Reproduce the listing below, changing each "bowl rim" to "cup rim" and leaving everything else as it is.
-- Start of Dataset --
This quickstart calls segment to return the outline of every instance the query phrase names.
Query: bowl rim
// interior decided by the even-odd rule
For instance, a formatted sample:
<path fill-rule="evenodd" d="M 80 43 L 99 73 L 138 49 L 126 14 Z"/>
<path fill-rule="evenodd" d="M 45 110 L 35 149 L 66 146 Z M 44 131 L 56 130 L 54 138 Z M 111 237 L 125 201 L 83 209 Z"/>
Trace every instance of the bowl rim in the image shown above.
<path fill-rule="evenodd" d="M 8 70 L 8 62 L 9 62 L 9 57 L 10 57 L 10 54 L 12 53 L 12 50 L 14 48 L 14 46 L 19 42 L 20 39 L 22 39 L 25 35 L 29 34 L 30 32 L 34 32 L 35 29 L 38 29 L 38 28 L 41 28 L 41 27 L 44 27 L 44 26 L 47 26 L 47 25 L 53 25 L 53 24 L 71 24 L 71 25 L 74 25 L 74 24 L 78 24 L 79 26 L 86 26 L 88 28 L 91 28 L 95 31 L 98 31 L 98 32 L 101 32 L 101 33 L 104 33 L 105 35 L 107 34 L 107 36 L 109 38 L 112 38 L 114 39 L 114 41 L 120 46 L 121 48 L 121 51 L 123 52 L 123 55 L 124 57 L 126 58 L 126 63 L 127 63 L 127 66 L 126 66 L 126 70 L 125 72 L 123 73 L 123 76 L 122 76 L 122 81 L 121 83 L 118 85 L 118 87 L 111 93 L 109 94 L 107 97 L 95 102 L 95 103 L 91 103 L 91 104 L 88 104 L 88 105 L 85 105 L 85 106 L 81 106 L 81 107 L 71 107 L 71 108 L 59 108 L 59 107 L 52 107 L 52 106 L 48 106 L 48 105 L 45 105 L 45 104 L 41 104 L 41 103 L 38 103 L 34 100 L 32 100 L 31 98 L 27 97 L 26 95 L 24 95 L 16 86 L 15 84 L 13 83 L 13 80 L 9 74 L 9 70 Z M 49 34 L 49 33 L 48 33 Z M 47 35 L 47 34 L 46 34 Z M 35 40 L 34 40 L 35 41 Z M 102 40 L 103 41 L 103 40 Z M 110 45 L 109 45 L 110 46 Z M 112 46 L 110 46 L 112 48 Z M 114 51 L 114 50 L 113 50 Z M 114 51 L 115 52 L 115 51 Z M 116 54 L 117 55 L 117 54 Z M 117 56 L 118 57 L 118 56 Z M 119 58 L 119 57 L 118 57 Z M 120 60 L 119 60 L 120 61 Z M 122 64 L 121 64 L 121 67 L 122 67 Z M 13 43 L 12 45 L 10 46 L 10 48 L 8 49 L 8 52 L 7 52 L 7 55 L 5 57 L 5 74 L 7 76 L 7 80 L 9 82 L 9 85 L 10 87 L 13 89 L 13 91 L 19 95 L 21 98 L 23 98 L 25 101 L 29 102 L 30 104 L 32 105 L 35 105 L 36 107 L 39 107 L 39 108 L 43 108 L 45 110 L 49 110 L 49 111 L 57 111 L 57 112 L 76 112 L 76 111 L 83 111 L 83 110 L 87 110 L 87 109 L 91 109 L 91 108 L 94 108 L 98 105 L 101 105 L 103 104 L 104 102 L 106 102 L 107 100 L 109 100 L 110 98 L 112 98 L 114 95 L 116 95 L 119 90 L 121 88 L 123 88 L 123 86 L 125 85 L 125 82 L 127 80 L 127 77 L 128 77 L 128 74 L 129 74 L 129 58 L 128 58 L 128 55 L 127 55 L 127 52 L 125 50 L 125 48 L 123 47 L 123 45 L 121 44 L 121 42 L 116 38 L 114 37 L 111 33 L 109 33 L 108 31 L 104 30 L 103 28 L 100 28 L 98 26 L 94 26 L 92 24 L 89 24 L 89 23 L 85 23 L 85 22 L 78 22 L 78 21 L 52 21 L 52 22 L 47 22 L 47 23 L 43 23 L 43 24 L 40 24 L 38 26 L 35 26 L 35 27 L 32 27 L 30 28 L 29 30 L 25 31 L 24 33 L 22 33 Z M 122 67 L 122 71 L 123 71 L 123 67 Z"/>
-- End of Dataset --
_Exercise solution_:
This quickstart calls segment to return the outline of every instance the query phrase names.
Query: cup rim
// interior decided by the even-odd rule
For instance, a formatted sample:
<path fill-rule="evenodd" d="M 80 43 L 99 73 L 138 49 L 126 14 Z"/>
<path fill-rule="evenodd" d="M 45 110 L 35 149 L 66 146 Z M 44 131 L 56 130 L 54 138 Z M 111 237 L 125 201 L 83 209 Z"/>
Trace every instance of the cup rim in the image shown above.
<path fill-rule="evenodd" d="M 8 70 L 8 62 L 9 62 L 9 57 L 10 57 L 10 54 L 12 53 L 12 50 L 14 48 L 14 46 L 19 42 L 20 39 L 22 39 L 25 35 L 29 34 L 30 32 L 34 32 L 35 29 L 38 29 L 38 28 L 41 28 L 41 27 L 44 27 L 44 26 L 47 26 L 47 25 L 53 25 L 53 24 L 71 24 L 71 25 L 74 25 L 74 24 L 78 24 L 79 26 L 86 26 L 88 28 L 91 28 L 95 31 L 98 31 L 98 32 L 101 32 L 101 33 L 104 33 L 105 35 L 107 34 L 107 36 L 109 38 L 112 38 L 114 39 L 114 41 L 120 46 L 121 48 L 121 51 L 123 52 L 123 55 L 124 57 L 126 58 L 126 63 L 127 63 L 127 66 L 126 66 L 126 70 L 125 72 L 123 73 L 123 76 L 122 76 L 122 81 L 121 83 L 118 85 L 118 87 L 111 93 L 109 94 L 107 97 L 95 102 L 95 103 L 91 103 L 91 104 L 88 104 L 88 105 L 85 105 L 85 106 L 81 106 L 81 107 L 71 107 L 71 108 L 59 108 L 59 107 L 52 107 L 52 106 L 48 106 L 48 105 L 45 105 L 45 104 L 41 104 L 41 103 L 38 103 L 34 100 L 32 100 L 31 98 L 27 97 L 26 95 L 24 95 L 16 86 L 15 84 L 13 83 L 13 80 L 9 74 L 9 70 Z M 49 34 L 49 33 L 48 33 Z M 47 35 L 47 34 L 46 34 Z M 35 40 L 34 40 L 35 41 Z M 102 40 L 103 41 L 103 40 Z M 110 45 L 109 45 L 110 46 Z M 112 46 L 110 46 L 112 48 Z M 114 51 L 114 50 L 113 50 Z M 114 51 L 115 52 L 115 51 Z M 116 54 L 117 55 L 117 54 Z M 117 56 L 118 57 L 118 56 Z M 119 58 L 119 57 L 118 57 Z M 120 60 L 119 60 L 120 61 Z M 122 64 L 121 64 L 121 67 L 122 67 Z M 13 43 L 12 45 L 10 46 L 10 48 L 8 49 L 8 52 L 7 52 L 7 55 L 5 57 L 5 74 L 7 76 L 7 80 L 9 82 L 9 85 L 10 87 L 13 89 L 13 91 L 19 95 L 21 98 L 23 98 L 25 101 L 29 102 L 30 104 L 32 105 L 35 105 L 36 107 L 39 107 L 39 108 L 43 108 L 45 110 L 49 110 L 49 111 L 57 111 L 57 112 L 76 112 L 76 111 L 83 111 L 83 110 L 87 110 L 87 109 L 91 109 L 91 108 L 94 108 L 98 105 L 101 105 L 103 104 L 104 102 L 106 102 L 107 100 L 109 100 L 110 98 L 112 98 L 114 95 L 116 95 L 119 90 L 121 88 L 123 88 L 123 86 L 125 85 L 125 82 L 127 80 L 127 77 L 128 77 L 128 74 L 129 74 L 129 58 L 128 58 L 128 55 L 127 55 L 127 52 L 125 50 L 125 48 L 123 47 L 123 45 L 121 44 L 121 42 L 116 38 L 114 37 L 111 33 L 109 33 L 108 31 L 104 30 L 103 28 L 100 28 L 98 26 L 94 26 L 92 24 L 89 24 L 89 23 L 85 23 L 85 22 L 78 22 L 78 21 L 52 21 L 52 22 L 47 22 L 47 23 L 43 23 L 43 24 L 40 24 L 38 26 L 35 26 L 35 27 L 32 27 L 30 28 L 29 30 L 25 31 L 24 33 L 22 33 Z M 122 67 L 122 71 L 123 71 L 123 67 Z"/>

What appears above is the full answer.